[Aim]:
In the records below, can you give again the lines between the one holding "of the face" and the one holding "225), (220, 176)]", inclusive, swapping "pixel coordinates" for "image coordinates" and leaving everything else unchanged?

Coordinate labeling records
==============================
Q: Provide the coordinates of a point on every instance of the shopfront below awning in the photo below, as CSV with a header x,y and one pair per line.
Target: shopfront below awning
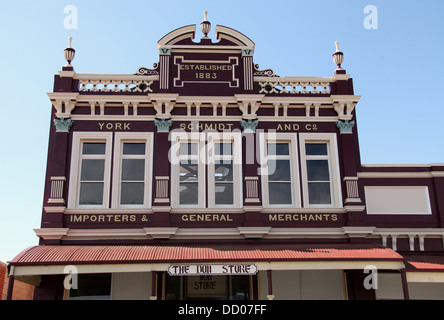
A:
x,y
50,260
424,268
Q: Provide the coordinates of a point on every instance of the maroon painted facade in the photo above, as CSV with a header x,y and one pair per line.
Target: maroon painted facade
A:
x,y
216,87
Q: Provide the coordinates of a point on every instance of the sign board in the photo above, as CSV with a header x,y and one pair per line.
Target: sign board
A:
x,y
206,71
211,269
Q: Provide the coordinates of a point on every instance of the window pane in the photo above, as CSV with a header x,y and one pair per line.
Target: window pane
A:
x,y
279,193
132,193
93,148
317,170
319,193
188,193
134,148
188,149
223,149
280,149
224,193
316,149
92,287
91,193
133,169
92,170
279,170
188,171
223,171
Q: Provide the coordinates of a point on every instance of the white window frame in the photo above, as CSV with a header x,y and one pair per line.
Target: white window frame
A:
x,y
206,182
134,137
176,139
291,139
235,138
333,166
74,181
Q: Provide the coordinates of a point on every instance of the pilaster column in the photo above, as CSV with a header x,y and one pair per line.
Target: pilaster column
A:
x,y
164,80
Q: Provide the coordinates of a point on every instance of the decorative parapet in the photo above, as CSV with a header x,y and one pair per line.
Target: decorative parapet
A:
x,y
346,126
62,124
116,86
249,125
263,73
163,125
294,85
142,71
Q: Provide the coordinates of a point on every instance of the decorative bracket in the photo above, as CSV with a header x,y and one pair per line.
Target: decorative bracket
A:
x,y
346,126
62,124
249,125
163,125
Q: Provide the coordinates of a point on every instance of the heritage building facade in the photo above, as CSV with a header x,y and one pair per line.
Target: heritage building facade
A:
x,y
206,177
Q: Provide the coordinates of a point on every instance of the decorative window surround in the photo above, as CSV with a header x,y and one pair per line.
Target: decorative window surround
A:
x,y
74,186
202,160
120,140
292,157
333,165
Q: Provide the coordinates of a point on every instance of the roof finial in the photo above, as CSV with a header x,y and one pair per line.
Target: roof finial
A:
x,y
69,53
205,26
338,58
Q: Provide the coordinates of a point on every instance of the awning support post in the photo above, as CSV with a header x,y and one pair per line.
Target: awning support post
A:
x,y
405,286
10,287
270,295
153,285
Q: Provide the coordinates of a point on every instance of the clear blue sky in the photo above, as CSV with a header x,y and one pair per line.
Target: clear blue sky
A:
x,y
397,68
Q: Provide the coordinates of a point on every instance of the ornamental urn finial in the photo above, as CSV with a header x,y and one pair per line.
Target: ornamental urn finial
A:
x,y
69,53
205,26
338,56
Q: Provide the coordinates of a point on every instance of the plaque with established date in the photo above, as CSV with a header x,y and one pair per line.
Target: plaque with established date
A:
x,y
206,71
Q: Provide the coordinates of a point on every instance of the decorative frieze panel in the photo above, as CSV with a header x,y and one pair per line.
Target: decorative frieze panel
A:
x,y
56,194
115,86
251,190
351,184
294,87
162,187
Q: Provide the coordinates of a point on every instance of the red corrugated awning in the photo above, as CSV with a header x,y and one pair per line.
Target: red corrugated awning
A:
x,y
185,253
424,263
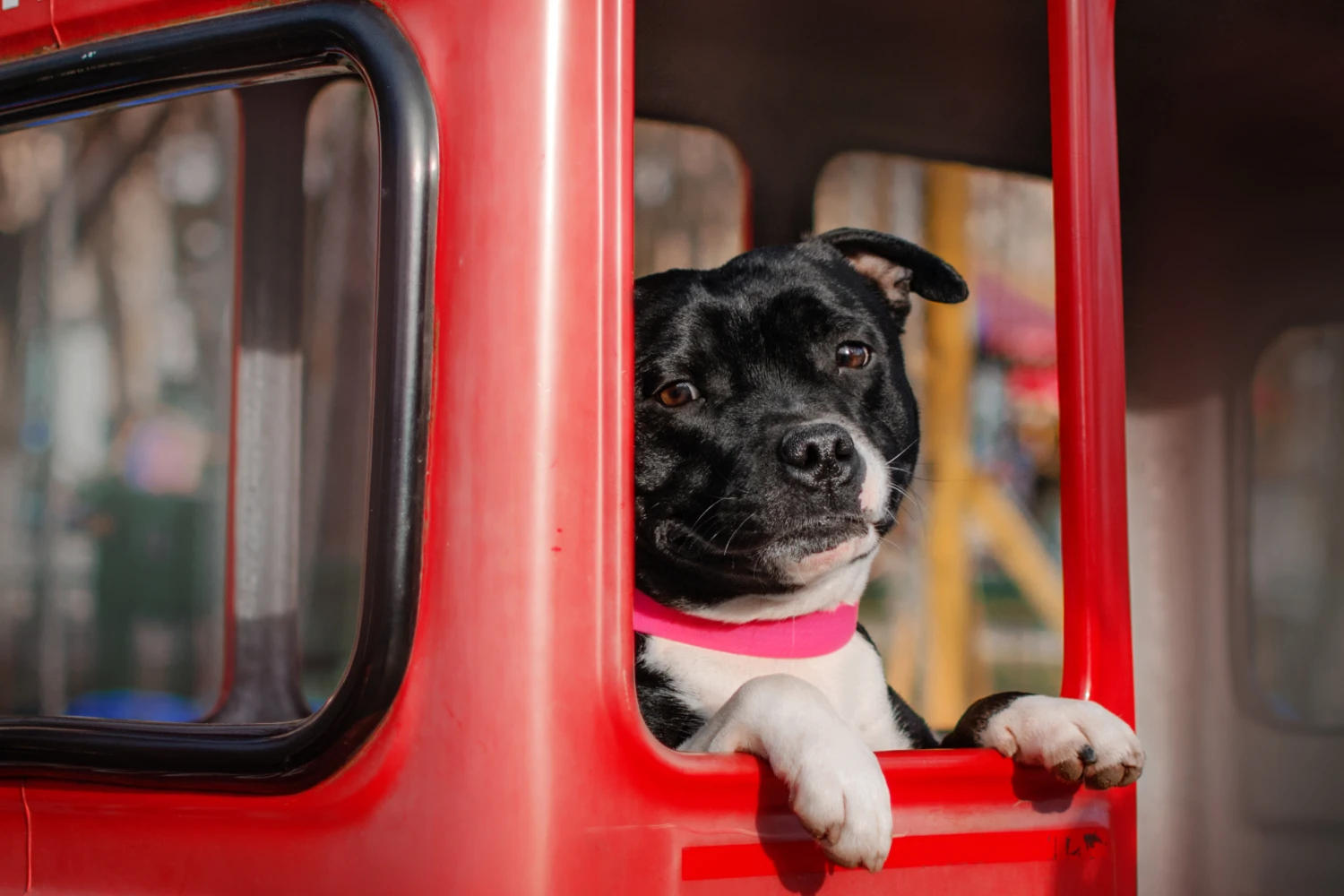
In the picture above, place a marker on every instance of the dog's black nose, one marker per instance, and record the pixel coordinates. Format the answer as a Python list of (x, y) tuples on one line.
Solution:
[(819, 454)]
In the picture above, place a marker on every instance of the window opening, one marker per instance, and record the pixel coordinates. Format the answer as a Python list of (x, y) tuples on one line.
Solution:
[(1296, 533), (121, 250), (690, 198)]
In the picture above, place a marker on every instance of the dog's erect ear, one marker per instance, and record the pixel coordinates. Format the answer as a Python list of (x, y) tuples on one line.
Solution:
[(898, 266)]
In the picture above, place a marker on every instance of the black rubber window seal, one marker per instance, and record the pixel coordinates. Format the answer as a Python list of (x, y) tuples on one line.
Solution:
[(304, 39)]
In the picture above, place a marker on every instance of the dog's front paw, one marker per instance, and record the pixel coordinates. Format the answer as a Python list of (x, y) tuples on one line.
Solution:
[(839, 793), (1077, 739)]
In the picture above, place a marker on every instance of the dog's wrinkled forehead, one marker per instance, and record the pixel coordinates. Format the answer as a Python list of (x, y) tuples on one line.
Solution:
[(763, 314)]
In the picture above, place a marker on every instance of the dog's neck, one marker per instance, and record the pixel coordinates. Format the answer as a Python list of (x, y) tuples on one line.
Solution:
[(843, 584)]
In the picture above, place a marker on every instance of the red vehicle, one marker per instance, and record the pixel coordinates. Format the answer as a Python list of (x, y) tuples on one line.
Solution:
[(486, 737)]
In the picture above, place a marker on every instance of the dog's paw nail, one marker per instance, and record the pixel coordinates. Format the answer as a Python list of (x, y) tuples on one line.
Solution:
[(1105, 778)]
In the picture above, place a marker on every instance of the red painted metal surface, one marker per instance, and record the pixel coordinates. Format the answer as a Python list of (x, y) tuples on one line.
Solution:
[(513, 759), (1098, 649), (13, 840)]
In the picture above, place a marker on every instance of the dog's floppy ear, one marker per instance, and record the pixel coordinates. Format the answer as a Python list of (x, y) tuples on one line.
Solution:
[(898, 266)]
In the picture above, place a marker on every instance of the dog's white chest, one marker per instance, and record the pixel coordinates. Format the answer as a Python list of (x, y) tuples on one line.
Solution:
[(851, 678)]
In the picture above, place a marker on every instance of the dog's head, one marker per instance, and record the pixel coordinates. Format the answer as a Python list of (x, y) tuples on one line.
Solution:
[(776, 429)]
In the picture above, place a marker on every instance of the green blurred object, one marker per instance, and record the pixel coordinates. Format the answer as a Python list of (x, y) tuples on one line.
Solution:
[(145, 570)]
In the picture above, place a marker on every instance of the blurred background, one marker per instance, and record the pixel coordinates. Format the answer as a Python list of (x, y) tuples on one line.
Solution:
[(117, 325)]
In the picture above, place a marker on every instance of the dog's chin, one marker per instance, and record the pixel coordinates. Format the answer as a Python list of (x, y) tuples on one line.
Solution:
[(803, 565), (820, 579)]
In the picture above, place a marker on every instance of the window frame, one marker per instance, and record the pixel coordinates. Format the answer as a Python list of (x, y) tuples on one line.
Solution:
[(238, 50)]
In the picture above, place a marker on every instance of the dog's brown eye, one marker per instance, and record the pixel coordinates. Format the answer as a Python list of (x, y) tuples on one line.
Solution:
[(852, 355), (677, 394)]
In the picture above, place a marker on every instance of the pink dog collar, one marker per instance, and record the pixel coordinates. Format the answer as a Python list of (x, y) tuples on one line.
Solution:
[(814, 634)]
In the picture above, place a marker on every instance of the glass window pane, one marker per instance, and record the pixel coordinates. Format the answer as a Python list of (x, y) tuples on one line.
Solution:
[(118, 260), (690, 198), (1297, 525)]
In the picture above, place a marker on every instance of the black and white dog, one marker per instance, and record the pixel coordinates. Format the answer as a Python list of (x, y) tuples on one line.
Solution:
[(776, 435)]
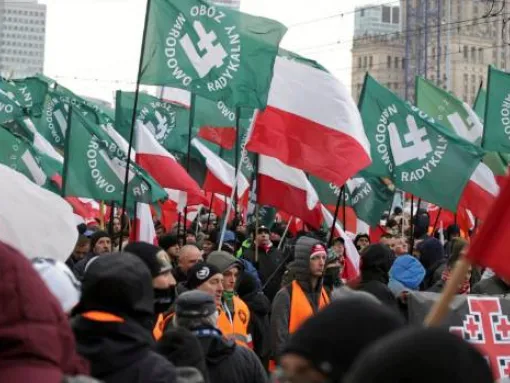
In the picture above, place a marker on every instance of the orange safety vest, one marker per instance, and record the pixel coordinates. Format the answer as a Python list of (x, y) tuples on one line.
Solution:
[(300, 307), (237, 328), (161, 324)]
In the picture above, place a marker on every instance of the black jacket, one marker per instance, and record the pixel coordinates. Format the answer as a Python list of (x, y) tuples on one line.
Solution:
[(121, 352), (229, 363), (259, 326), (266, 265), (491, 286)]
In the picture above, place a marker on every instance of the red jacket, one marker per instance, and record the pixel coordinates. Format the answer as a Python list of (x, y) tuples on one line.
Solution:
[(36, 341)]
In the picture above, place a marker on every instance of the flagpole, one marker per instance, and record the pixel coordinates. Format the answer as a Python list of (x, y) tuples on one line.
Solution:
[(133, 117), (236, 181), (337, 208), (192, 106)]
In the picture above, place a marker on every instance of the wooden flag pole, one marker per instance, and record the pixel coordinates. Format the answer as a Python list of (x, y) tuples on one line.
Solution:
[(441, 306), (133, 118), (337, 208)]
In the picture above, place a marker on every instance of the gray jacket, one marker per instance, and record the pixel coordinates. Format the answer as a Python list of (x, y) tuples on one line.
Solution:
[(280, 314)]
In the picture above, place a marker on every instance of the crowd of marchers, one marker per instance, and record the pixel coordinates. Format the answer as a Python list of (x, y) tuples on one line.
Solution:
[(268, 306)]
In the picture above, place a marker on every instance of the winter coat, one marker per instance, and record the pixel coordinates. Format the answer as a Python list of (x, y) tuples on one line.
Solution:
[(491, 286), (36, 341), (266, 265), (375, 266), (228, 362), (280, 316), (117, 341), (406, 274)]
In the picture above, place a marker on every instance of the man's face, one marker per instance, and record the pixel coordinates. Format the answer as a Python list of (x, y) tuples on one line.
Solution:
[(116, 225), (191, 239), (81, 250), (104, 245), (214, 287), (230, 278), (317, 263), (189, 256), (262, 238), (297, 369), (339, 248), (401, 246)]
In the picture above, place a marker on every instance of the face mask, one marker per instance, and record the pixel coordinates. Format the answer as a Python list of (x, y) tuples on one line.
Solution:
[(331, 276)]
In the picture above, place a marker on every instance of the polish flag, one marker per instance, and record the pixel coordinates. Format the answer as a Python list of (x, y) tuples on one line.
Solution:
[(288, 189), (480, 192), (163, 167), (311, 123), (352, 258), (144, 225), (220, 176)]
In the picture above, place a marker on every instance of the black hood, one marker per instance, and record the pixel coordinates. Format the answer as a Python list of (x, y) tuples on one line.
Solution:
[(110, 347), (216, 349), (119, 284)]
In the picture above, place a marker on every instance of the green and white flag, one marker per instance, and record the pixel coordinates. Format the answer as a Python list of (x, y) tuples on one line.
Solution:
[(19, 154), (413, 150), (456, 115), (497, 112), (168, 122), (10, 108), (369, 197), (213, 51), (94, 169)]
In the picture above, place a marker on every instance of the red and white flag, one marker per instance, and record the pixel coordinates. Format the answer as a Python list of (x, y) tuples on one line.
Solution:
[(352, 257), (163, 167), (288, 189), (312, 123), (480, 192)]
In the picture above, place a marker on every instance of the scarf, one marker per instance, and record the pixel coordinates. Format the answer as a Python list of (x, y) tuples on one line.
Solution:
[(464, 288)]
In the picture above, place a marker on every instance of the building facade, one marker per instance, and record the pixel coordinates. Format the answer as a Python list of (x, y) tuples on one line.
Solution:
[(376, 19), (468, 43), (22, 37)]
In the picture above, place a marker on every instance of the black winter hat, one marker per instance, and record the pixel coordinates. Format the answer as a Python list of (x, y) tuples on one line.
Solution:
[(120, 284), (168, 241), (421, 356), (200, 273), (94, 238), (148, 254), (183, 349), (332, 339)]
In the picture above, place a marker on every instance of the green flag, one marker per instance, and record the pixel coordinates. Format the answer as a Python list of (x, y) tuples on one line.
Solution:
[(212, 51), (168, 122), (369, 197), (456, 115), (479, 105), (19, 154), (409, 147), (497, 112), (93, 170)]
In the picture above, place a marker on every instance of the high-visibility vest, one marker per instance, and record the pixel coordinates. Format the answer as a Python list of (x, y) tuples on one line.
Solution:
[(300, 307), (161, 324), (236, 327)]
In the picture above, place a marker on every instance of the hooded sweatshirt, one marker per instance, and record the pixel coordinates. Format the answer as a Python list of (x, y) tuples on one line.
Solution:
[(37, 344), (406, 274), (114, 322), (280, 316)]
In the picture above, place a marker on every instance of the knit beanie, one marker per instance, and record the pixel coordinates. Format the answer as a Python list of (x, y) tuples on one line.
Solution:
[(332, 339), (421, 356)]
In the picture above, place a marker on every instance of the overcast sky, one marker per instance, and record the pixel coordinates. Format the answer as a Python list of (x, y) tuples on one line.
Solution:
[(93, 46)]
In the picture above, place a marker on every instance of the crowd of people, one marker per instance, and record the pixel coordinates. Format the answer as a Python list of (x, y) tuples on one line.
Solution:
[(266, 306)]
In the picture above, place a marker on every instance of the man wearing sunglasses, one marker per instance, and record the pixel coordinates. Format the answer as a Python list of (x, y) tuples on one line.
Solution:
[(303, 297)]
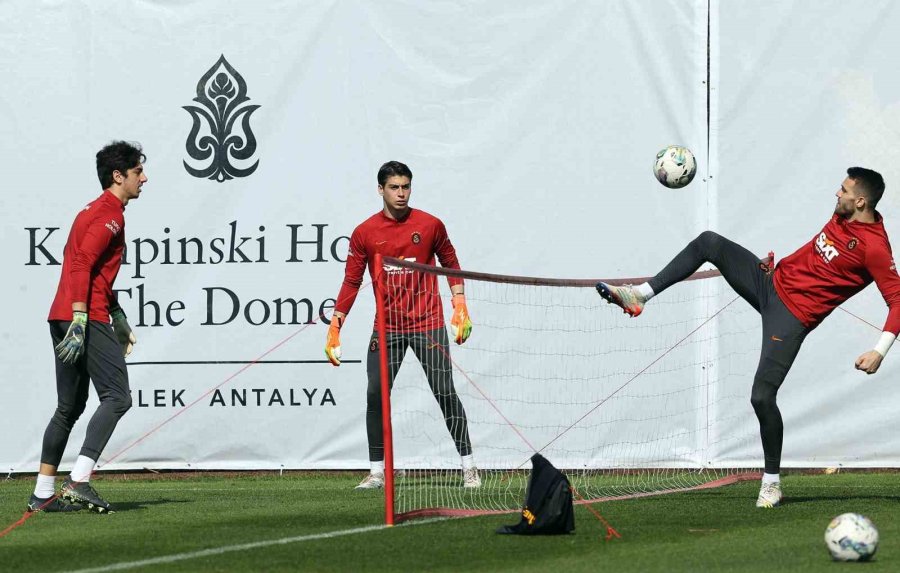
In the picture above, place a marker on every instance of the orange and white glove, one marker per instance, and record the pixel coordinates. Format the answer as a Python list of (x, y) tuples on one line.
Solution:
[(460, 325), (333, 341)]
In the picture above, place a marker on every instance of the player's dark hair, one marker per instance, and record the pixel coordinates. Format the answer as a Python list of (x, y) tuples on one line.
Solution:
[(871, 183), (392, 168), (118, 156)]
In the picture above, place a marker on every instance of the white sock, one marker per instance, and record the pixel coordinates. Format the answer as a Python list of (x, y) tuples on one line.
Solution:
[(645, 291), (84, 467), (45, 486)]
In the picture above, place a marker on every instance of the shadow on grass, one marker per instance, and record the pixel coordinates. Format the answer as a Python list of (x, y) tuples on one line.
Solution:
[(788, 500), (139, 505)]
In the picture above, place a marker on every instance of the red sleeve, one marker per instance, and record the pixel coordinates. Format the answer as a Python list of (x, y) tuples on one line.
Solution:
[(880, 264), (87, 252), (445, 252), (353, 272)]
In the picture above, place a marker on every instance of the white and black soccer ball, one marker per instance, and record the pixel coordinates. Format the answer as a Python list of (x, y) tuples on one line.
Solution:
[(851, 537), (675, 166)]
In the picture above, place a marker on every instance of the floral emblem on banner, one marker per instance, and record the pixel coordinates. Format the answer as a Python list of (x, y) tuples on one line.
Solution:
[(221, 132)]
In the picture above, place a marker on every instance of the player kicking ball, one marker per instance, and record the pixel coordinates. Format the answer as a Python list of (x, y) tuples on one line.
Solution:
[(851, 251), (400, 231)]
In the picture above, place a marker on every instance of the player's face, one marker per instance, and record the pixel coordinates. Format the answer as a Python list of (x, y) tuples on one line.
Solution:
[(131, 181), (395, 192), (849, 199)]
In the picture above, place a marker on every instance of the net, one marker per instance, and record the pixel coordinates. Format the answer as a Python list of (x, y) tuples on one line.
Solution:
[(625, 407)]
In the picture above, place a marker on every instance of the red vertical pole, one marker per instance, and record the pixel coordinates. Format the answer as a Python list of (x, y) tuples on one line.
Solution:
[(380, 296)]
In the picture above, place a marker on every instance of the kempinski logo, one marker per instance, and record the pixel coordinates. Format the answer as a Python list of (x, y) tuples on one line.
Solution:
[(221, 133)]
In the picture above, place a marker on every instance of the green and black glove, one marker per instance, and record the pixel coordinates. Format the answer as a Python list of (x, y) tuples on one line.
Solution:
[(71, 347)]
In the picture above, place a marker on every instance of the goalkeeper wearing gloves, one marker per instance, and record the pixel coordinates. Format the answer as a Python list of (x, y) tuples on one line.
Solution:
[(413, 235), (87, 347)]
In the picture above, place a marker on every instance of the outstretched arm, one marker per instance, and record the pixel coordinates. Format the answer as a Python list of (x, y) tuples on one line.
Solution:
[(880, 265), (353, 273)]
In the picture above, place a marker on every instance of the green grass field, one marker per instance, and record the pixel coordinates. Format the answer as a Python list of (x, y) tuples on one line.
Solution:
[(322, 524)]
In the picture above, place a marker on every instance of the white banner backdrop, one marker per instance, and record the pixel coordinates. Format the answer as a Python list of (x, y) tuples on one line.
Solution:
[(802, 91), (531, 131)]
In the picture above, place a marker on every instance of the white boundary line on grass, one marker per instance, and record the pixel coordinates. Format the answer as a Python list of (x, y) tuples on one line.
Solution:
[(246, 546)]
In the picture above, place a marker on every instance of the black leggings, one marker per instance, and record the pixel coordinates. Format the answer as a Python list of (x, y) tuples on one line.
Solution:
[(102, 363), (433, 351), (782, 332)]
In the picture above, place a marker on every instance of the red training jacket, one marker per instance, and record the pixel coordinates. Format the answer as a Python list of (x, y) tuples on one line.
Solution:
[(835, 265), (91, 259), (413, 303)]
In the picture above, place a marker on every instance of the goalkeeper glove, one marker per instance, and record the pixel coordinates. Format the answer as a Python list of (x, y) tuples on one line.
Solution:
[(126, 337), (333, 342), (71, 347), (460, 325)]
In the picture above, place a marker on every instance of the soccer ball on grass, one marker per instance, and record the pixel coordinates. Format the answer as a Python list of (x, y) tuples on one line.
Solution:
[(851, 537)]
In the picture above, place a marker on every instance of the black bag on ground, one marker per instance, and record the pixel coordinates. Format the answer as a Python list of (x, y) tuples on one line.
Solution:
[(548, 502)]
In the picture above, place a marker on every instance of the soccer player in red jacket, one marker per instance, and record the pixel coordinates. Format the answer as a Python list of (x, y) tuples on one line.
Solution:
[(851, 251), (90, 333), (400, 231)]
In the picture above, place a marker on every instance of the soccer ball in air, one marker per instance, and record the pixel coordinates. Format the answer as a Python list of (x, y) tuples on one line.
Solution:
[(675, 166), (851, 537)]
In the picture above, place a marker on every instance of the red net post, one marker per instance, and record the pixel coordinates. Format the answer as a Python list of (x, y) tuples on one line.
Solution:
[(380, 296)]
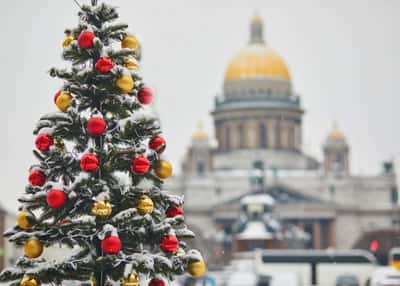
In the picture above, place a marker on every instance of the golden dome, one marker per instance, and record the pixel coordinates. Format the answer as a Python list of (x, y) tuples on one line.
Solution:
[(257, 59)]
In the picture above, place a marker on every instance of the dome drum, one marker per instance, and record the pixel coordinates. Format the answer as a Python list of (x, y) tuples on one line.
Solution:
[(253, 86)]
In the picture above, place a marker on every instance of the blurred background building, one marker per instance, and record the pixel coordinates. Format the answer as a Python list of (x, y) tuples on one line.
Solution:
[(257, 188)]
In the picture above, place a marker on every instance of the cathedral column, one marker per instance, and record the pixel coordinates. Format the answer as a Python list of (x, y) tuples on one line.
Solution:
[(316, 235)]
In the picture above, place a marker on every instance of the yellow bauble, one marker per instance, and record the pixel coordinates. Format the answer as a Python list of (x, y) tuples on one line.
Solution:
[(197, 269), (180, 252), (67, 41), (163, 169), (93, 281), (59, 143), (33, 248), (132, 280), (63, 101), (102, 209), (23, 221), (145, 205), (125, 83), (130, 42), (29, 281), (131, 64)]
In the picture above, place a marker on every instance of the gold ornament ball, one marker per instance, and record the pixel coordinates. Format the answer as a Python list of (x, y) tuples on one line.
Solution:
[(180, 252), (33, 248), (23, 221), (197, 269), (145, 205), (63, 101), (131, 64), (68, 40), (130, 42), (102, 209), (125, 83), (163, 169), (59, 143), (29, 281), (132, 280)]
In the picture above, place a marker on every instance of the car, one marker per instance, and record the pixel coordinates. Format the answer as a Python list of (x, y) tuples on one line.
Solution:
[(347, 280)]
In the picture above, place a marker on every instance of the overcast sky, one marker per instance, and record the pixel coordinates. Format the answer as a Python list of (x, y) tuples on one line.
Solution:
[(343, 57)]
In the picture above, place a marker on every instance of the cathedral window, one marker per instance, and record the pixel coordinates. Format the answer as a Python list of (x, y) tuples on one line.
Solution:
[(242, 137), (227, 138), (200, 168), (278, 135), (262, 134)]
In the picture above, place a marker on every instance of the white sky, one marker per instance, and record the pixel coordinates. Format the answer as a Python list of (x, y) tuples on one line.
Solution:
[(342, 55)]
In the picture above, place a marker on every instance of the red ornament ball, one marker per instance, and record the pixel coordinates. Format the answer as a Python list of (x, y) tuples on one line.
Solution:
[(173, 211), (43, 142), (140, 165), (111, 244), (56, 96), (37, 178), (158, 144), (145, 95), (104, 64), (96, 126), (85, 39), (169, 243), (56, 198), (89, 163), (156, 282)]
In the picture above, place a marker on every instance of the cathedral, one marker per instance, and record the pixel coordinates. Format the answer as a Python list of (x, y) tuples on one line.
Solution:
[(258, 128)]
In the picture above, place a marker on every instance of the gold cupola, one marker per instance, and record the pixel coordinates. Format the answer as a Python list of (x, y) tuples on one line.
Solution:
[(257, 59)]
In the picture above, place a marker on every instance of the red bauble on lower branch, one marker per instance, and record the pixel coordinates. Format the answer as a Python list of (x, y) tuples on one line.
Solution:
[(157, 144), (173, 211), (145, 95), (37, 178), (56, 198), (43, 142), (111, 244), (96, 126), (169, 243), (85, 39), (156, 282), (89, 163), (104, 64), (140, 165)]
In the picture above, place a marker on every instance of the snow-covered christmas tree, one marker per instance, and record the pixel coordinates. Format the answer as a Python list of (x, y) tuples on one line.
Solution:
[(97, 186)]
==============================
[Solution for this task]:
In the picture above, place a marker on every instance of the face mask, one marker per instance, and record the image coordinates. Format the answer as a Python list of (x, y) tuples on one line.
Solution:
[(331, 276)]
In the picture above, place a marker on every instance of the polish flag, one marker per instance, and record the image coordinates. Format the answer as a Python list of (x, y) tuples on one line.
Solution:
[(288, 189), (480, 192), (163, 167), (311, 123), (352, 258), (144, 225), (220, 176)]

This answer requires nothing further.